**Exercise:**
Below is a listing; write it out exactly and drop any images from it.

**Material provided:**

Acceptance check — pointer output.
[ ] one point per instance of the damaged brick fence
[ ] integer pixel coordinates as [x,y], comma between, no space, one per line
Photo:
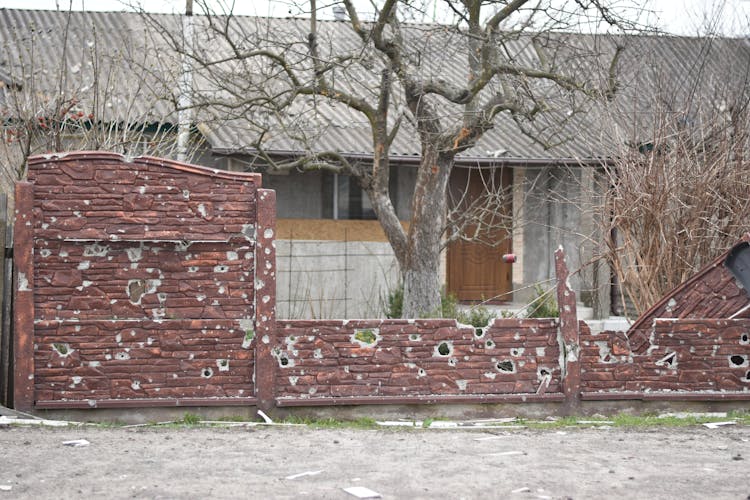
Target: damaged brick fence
[147,282]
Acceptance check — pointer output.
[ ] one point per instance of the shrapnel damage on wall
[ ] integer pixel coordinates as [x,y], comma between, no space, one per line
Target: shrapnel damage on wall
[147,282]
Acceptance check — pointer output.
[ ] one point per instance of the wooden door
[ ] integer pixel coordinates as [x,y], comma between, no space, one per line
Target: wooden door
[476,271]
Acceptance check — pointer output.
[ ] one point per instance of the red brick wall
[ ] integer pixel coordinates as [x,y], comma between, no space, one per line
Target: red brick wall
[712,293]
[400,358]
[682,355]
[143,279]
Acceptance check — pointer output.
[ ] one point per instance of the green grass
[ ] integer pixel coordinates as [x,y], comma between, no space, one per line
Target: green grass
[643,421]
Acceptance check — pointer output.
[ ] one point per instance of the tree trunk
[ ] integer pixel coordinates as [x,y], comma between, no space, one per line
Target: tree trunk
[421,267]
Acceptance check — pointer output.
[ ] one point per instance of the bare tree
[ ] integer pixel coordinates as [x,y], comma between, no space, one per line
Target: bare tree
[676,194]
[280,81]
[70,86]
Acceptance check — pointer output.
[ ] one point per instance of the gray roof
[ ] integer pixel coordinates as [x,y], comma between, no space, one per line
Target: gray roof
[139,72]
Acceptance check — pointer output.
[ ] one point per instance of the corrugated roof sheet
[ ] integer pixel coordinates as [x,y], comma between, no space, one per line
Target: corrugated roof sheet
[119,66]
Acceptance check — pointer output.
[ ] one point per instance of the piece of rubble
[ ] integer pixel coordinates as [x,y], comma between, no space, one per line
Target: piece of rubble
[306,473]
[362,492]
[265,417]
[716,425]
[76,443]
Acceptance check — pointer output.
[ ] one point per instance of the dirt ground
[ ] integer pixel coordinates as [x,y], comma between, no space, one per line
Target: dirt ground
[261,462]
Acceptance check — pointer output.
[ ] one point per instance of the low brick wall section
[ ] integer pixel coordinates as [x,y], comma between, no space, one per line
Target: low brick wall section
[699,356]
[93,360]
[399,358]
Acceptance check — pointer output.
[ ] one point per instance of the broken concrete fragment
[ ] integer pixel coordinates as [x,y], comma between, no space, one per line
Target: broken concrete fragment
[362,492]
[303,474]
[76,443]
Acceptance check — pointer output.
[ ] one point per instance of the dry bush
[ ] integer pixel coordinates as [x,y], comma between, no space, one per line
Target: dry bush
[677,202]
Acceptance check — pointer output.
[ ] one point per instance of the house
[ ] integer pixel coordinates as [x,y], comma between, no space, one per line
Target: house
[112,81]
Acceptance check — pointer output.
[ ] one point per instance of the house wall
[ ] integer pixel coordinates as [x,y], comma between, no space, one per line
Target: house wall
[552,208]
[333,269]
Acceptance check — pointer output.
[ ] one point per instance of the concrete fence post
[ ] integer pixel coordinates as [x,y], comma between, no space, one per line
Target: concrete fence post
[23,298]
[568,335]
[265,299]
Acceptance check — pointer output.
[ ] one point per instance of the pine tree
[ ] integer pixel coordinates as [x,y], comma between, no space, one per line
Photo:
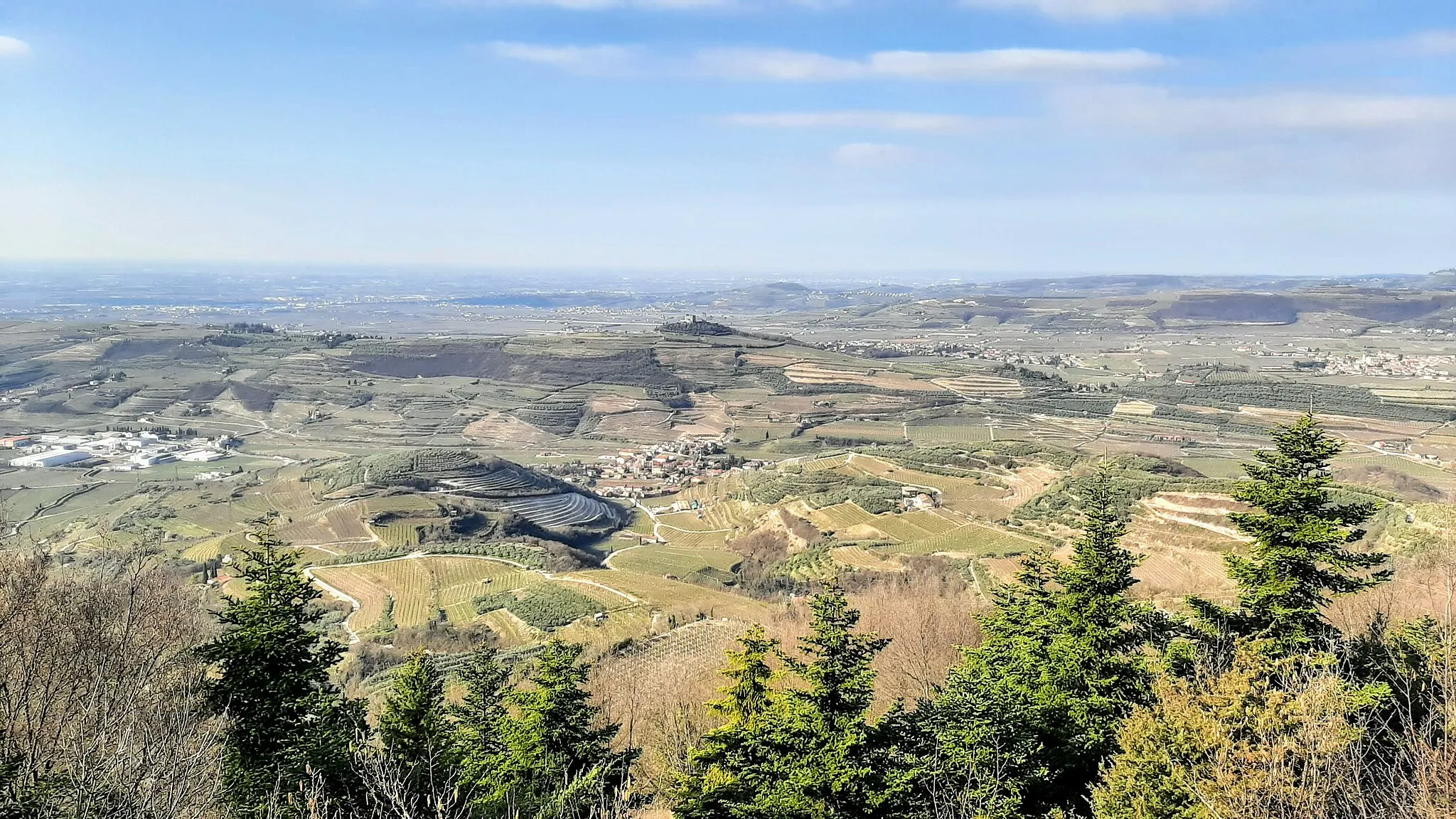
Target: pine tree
[415,730]
[1028,716]
[1300,556]
[729,761]
[807,751]
[482,709]
[555,759]
[286,720]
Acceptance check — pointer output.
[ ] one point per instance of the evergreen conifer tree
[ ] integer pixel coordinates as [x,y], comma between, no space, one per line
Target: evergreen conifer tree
[1300,556]
[1028,716]
[415,730]
[287,723]
[730,759]
[807,751]
[555,761]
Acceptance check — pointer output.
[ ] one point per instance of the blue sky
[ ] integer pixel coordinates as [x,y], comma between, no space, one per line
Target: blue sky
[919,137]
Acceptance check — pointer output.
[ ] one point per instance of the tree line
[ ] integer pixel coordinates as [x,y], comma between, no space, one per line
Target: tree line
[1079,701]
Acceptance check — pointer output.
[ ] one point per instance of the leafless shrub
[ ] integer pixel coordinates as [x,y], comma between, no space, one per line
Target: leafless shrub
[100,691]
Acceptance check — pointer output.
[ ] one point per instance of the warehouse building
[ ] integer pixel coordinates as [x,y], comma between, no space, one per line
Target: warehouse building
[51,458]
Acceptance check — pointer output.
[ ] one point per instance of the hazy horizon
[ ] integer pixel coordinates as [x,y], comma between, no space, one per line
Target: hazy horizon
[775,137]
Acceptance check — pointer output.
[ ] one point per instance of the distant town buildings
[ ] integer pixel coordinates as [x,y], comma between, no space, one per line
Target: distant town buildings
[114,451]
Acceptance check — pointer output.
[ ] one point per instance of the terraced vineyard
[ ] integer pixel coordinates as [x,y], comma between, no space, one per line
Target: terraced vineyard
[822,464]
[842,516]
[421,587]
[497,483]
[402,505]
[970,538]
[568,509]
[693,540]
[865,559]
[947,433]
[675,560]
[401,534]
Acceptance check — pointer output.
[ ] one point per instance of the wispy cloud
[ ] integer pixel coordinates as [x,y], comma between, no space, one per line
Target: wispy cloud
[993,65]
[600,5]
[12,47]
[1101,11]
[575,59]
[872,155]
[1164,111]
[948,124]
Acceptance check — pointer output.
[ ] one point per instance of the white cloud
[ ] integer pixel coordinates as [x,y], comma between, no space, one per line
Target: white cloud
[872,155]
[575,59]
[995,65]
[1107,9]
[1162,111]
[869,122]
[599,5]
[12,47]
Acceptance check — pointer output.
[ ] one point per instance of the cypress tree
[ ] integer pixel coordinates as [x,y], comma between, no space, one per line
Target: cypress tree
[1300,554]
[287,722]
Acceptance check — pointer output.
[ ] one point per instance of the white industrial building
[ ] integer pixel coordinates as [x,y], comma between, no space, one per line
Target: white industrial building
[51,458]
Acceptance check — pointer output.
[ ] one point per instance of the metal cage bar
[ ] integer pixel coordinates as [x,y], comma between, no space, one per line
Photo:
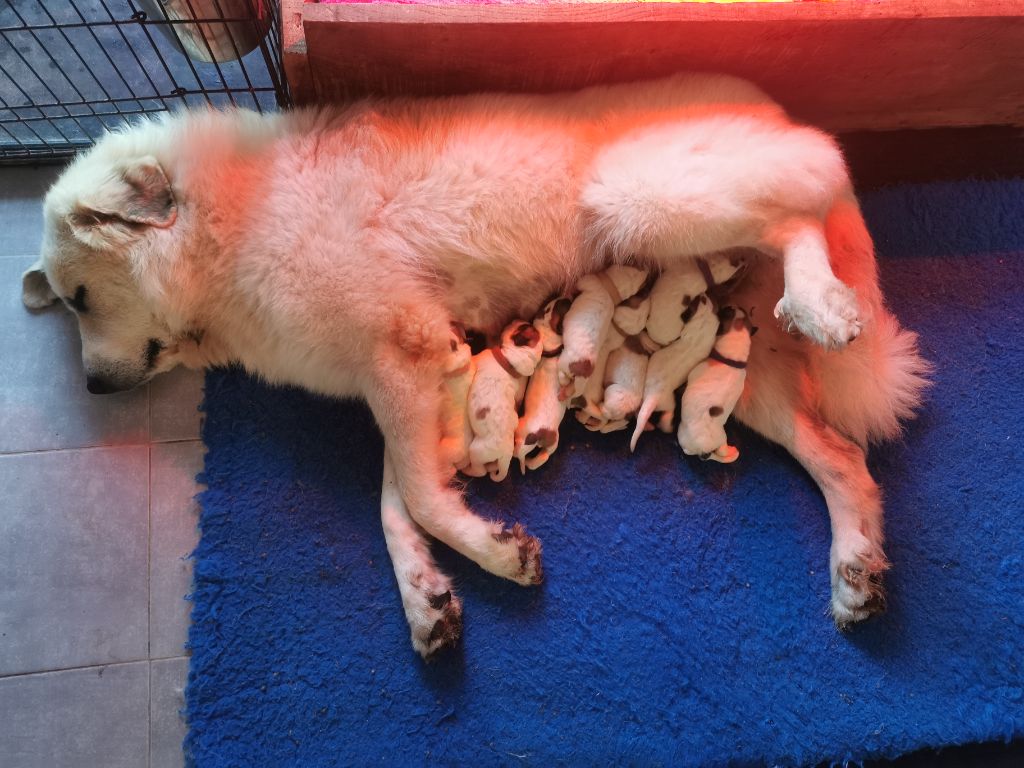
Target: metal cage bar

**Result:**
Acceptance check — pointer output.
[ ] one point per instance of the damaged brick fence
[ ] integer pixel coordinates as [x,y], comma between, no space, one per line
Photo:
Target: damaged brick fence
[147,282]
Acceptance check — pointer output.
[ ] one point per instance of the shrapnel damage on wall
[ ] integer pixel coordinates as [x,y], comma between, no space, one per line
Target: shrapnel damage on wall
[147,282]
Acceptance check — pointer output.
[ ] one point per instance of the wooden door
[ ] integer pixel coordinates as [x,y], comma between, no space, one per line
Target: wooden door
[476,271]
Acceptance check — pointer output.
[ ] one point per instance of the red brick wall
[ ] integer pixel coordinates as [x,y], comma between, no space, one per line
Target: red brick wall
[712,293]
[400,358]
[682,355]
[143,279]
Acceptance check — pointer output.
[ ] one point per instance of the green grass
[ ] integer pixel coordinates as [x,y], comma between, no space, one per line
Target: green grass
[643,421]
Acceptance check — pointer output.
[ ] one point per instance of the tree trunk
[ ] integer pixel coordinates as [x,y], comma between, no space, one per line
Target: tree trunk
[421,267]
Acceptance check — pointer output.
[ ] one point per instance of the bare tree
[ ] integer pixel coordinates as [x,y], comma between, no space, one per line
Target: bare tree
[676,194]
[280,81]
[70,86]
Acceptance check — pointer output.
[ ] one point per instance of the gray roof
[ ] integer pixel coordinates as [x,y], comma between, no space, one per line
Target: gray roof
[139,72]
Acceptance check — pointer output.
[ ] one point per instance of the corrugated roof sheet
[ ] integer pixel coordinates as [x,y], comma between, no space, one per line
Target: corrugated roof sheet
[119,66]
Acceptance check — pointer output.
[ ] one point per instance of the piece of rubble
[ ] integer pixel coordinates as [x,y], comma between, no space, one per line
Target: piece of rubble
[306,473]
[362,492]
[265,417]
[716,425]
[76,443]
Acceptance check — pointer output.
[ ] one point per instance of the dirt ground
[ ] integer pixel coordinates as [x,y], comma between, no space, one per line
Target: dirt ground
[261,462]
Acceptance check — pointer output.
[ ] one point per instance of the low brick wall section
[ ] integer pixel coordinates as [x,y], comma between, no space, one per line
Target: low brick wall section
[699,356]
[93,360]
[399,358]
Acceptance check — pointer output.
[ ] one point per instance of the broken concrete fragment
[ ] integer pixel coordinates as [x,y], comma between, no space, one per line
Target: broken concrete fragment
[362,492]
[303,474]
[76,443]
Acceptance check — pointer output.
[ ] one point per instance of the dry bush
[ ] integer pixel coordinates as [x,y], comma between, no space, one per line
Target: dry bush
[677,202]
Acceptance check — pointer output.
[ ] one point per instance of the house
[ ] integer pixel coordinates as [x,y], comma between, no space, one per line
Target: house
[112,81]
Acceptance check — pointer output.
[ ] one point per instance of the house wall
[ ] integer pixel coordinates as [x,y], comma between, no space, one per line
Target: house wall
[552,208]
[333,269]
Acceptance check — pointer output.
[ ] one point per instance of the concrete fence post
[ ] integer pixel coordinates as [x,y], comma between, no space, one per line
Target: concrete fence post
[23,298]
[568,335]
[265,299]
Acceptance check — pointer output.
[ ] one point per instance of the pine tree
[ ] integer pixel coordinates as [x,y], comma between, no space, one per line
Photo:
Target: pine tree
[415,730]
[1028,716]
[1300,556]
[729,761]
[807,751]
[482,709]
[555,759]
[286,720]
Acceptance check — pointer output.
[ ] one point per instance of the evergreen conifer tree
[ ] integer pixel coordinates as [x,y], comma between, no space, one per line
Target: evergreen conifer tree
[1300,556]
[1028,716]
[415,730]
[287,723]
[730,759]
[807,751]
[555,761]
Acceptance check — pointer output.
[ ] one point per instance of the blue sky
[ ] integer pixel coordinates as [x,y], comma between, no space, one per line
Target: blue sky
[919,137]
Acceptance check — pointer output.
[ ] one point per instance of the tree line
[ ] integer pixel coordinates as [x,y], comma between, no space, one per line
Target: tree line
[1079,701]
Acceptance check — pointer output.
[ ] one point per instance of the leafless shrub
[ ] integer pixel coordinates as [x,y], comma between, no space, one per line
Target: leafless shrub
[100,691]
Acceptance check — pointer output.
[ ] one point per instance of the warehouse building
[ ] integer pixel coordinates as [x,y], comma between, no space, one per line
Target: warehouse building
[51,458]
Acceptance check — pointer output.
[ ] one point per instance of the hazy horizon
[ ] integer pixel coordinates as [x,y], comma between, no space, one per line
Target: hazy horizon
[775,137]
Acceptance check — pointer output.
[ ] one point per instance of the distant town buildings
[ ] integer pixel coordinates as [x,y], comma between, no space, one per line
Target: distant town buildings
[114,451]
Acceptance check — pointer output.
[ ] one point per instance of the terraced vineyard
[ ] integer pixel coordinates as [x,y], comma between, no space, one per line
Target: terraced vineyard
[822,464]
[842,516]
[421,587]
[497,483]
[402,505]
[970,538]
[568,509]
[693,540]
[865,559]
[947,433]
[675,560]
[401,534]
Acceptance check — pointer output.
[ ] one point per instance of the wispy cloud
[ ] integer pixel coordinates as [x,y], comma between, no space, one per line
Target: wispy cloud
[993,65]
[600,5]
[12,47]
[1101,11]
[575,59]
[872,155]
[1164,111]
[948,124]
Acceptance check — pointer output.
[ ] one point per instance of the white cloud
[ ] integer pixel coordinates as [x,y], comma between, no space, one per line
Target: white cloud
[872,155]
[575,59]
[995,65]
[1107,9]
[1162,111]
[869,122]
[599,5]
[12,47]
Acceptance check — pointer output.
[ ] one point per instance of the cypress tree
[ ] integer pixel coordinates as [x,y], comma between, no space, one per line
Target: cypress tree
[1300,554]
[287,722]
Acceptance check — pointer output.
[ ] one point per instance of the white industrial building
[ ] integer pixel coordinates as [x,y], comma between, no space, one per line
Target: white industrial building
[51,458]
Acceptance check — pointer output.
[ ] one point per instance of the metal cage bar
[ ] integer pixel coordinates as [x,y], comma between, no space, one per line
Photo:
Target: metal cage bar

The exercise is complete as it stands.